**Task brief**
Each entry below should be written out exactly as it is, with no pictures.

**Excerpted data**
________________

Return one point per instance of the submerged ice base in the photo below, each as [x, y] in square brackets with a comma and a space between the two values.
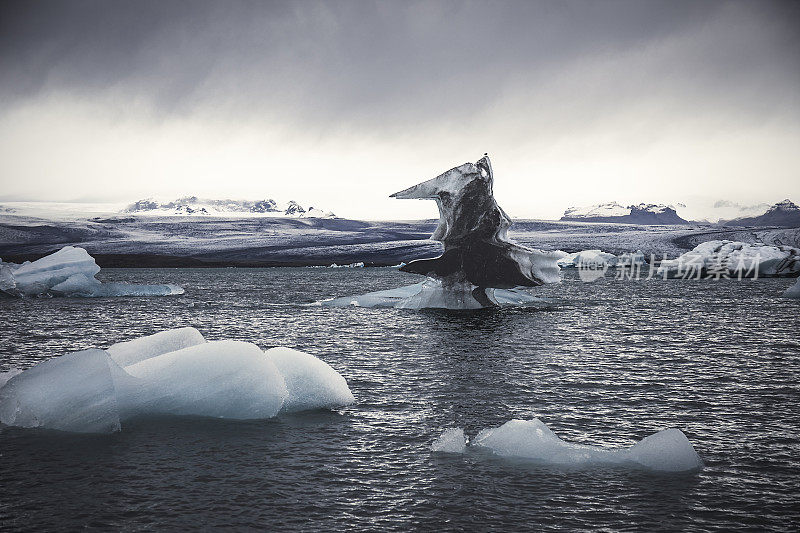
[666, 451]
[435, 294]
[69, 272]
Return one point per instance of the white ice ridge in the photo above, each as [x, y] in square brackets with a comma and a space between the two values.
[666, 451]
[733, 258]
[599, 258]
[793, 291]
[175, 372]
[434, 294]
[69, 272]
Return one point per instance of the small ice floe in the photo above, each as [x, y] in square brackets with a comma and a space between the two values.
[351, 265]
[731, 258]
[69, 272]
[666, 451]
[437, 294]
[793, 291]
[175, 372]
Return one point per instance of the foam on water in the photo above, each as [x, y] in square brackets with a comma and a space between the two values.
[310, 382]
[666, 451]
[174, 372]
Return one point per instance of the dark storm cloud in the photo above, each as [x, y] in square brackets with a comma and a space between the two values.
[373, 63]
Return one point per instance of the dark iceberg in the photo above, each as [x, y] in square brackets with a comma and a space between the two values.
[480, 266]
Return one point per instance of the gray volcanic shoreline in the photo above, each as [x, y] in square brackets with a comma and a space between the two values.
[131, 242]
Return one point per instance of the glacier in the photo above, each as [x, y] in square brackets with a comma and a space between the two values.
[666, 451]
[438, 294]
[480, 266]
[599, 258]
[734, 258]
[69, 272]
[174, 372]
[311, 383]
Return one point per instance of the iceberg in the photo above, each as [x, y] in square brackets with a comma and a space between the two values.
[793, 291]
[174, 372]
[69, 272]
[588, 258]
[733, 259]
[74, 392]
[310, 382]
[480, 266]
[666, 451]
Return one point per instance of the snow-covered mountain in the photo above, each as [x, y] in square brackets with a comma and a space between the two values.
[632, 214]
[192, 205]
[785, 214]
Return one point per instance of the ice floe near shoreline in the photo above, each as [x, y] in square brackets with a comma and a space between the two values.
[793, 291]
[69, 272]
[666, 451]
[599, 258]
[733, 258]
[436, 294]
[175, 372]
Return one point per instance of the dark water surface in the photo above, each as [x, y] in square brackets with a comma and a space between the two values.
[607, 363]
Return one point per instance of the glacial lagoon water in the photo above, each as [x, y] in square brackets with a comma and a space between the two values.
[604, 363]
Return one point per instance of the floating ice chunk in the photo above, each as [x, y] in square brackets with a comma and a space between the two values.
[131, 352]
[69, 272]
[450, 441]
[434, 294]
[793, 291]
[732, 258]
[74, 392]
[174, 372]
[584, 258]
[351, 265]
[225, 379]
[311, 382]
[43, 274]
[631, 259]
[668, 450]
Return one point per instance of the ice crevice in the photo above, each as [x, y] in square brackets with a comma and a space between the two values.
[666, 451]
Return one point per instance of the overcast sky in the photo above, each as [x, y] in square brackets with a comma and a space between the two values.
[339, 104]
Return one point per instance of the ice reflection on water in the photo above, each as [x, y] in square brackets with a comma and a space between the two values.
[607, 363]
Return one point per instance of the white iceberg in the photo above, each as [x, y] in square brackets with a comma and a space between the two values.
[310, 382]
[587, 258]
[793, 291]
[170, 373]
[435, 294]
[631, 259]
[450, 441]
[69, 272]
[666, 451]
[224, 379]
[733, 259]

________________

**Reply to the exercise**
Return one point per instance of the submerged ice base in the photo below, each as [x, y] in square brackets with a comma and a space between the two values.
[666, 451]
[435, 294]
[69, 272]
Return one point per instance of the white ice ridge in the photo above, each as [x, y] in square brackets with a comma and a space between the two values.
[666, 451]
[733, 258]
[599, 258]
[793, 291]
[175, 372]
[434, 294]
[69, 272]
Return one point per instance of the small ice floe in the photo above, each as [x, y] in square brackets with a comma and a space between the two values.
[351, 265]
[731, 258]
[69, 272]
[666, 451]
[437, 294]
[793, 291]
[175, 372]
Return one point per instance of the foam on water in the photo above, each as [x, y] in square brackets with a comma and a space between the two values.
[310, 382]
[666, 451]
[174, 372]
Return one point per instance of the dark storm cloud in the photo above, each as [x, y] in square brackets with a comma and a space between the two values.
[373, 63]
Return one point per instance of the dark iceberg in the photo above, each as [x, y] in square brackets with a comma and a space between the two values.
[480, 266]
Return one point per instance of the gray volcanic shoreline in the photo above, each as [x, y] in square brackets with a comma and a space between the two values.
[131, 242]
Return one point per instance of the glacier in the photo above, each as [x, y] in square brackets with a comma and a space between the two values.
[666, 451]
[438, 294]
[480, 266]
[599, 258]
[734, 258]
[69, 272]
[174, 372]
[311, 383]
Return one point per instance of the iceberg in the photo above, each as [x, y] in square brackets with a comma and a space between the two values.
[793, 291]
[174, 372]
[69, 272]
[588, 258]
[733, 259]
[74, 392]
[310, 382]
[480, 266]
[666, 451]
Return one point per instance of the snow-covered mountain in the photo above, each as [x, y] in square brackets with a comma and a space between the two values.
[632, 214]
[192, 205]
[785, 214]
Return one point per instance of the ice floe near shoreline in the photo above, each as [x, y] in square brackets with a comma and a space between the two values.
[793, 291]
[69, 272]
[666, 451]
[599, 258]
[733, 258]
[436, 294]
[175, 372]
Return one point per instance of the dark water surface in the photo above, each as [x, y] in square brackets with a comma and a space between the two values.
[607, 363]
Return one point per instance of the glacial lagoon water in the photo above, each as [x, y] in square brackets with a comma and a space between the two values.
[604, 363]
Return one point per instance of the floating ice chunk in the photo above, each as [x, y] in square brackets with a comma and a space between the two values.
[131, 352]
[69, 272]
[450, 441]
[434, 294]
[793, 291]
[732, 258]
[74, 392]
[174, 372]
[584, 258]
[351, 265]
[225, 379]
[311, 382]
[43, 274]
[631, 259]
[668, 450]
Return one point per instance of the ice crevice in the photo above, each as [x, y] in square brackets with a comma and a space between the two values.
[666, 451]
Return one point per instance of the overcast sky in the photo above, each as [x, y] in square brackets with a comma and a space between the two values.
[339, 104]
Return one point per instance of the ice reflection on water in the photo above, each as [x, y] in square brackets with a comma and a space between the two values.
[607, 363]
Return one point per instance of the white iceberg in the photo above, each as [x, y] in square brackets with a comma and a space between the two values.
[310, 382]
[587, 258]
[793, 291]
[170, 373]
[435, 294]
[631, 259]
[450, 441]
[69, 272]
[666, 451]
[224, 379]
[733, 259]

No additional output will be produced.